All the above information should give you a respectively good overview for the dog of your interest.
Dog Breed's Main Info
The Breed's History:
The actual date of origin of the Welsh Springer Spaniel cannot be traced, however dogs resembling the breed with its distinctive red and white coat are frequently depicted in old pictures and prints. This type of dog was known as the Land Spaniel, and is considered to be similar to the modern Welsh Springer. John Caius, writing in 1570, said "Spaniels whose skynnes are white and if marked with any spottes they are commonly red". It is thought that these Spaniels may have made their way into the Welsh valleys where local sportsman and hunters managed to conserve them in a pure state.
At one time called the Welsh Starter, it was used to spring game, originally for hunters using falcons. The traditional red and white colour of the Welsh Springer was once also found in English dogs, but by the early 20th century any such dogs were considered to have "died out long ago".

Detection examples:
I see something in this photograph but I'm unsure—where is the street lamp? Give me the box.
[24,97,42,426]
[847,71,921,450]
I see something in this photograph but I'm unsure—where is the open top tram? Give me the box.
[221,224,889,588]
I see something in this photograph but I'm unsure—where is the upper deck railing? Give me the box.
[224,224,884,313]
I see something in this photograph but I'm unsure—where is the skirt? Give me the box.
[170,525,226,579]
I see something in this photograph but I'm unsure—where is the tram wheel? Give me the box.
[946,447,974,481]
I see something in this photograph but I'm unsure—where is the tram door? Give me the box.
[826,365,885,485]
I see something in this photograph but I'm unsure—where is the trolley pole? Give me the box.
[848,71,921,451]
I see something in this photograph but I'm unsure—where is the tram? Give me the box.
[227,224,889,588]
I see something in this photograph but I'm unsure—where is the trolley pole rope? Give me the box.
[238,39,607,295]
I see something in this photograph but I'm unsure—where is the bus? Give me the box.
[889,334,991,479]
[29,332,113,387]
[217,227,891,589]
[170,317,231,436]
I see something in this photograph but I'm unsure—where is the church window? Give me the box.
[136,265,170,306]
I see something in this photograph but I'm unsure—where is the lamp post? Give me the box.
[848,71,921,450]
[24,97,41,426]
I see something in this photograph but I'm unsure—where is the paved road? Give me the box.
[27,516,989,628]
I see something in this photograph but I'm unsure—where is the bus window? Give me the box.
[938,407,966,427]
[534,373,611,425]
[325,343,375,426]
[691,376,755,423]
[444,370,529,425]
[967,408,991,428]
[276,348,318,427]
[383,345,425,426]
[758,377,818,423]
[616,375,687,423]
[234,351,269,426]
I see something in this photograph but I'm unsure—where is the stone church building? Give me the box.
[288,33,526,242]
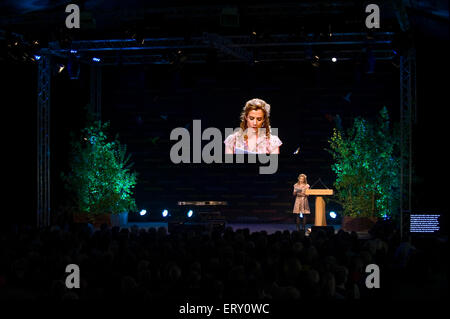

▶ _WRITTEN REQUEST_
From the breed history text, list each distinct multiword name it uses for the breed, for the breed under an earlier name, or for the older type of dog it is compared to.

▶ _OUTPUT FOR THIS EXERCISE_
- Welsh Springer Spaniel
- Land Spaniel
- Welsh Springer
- Welsh Starter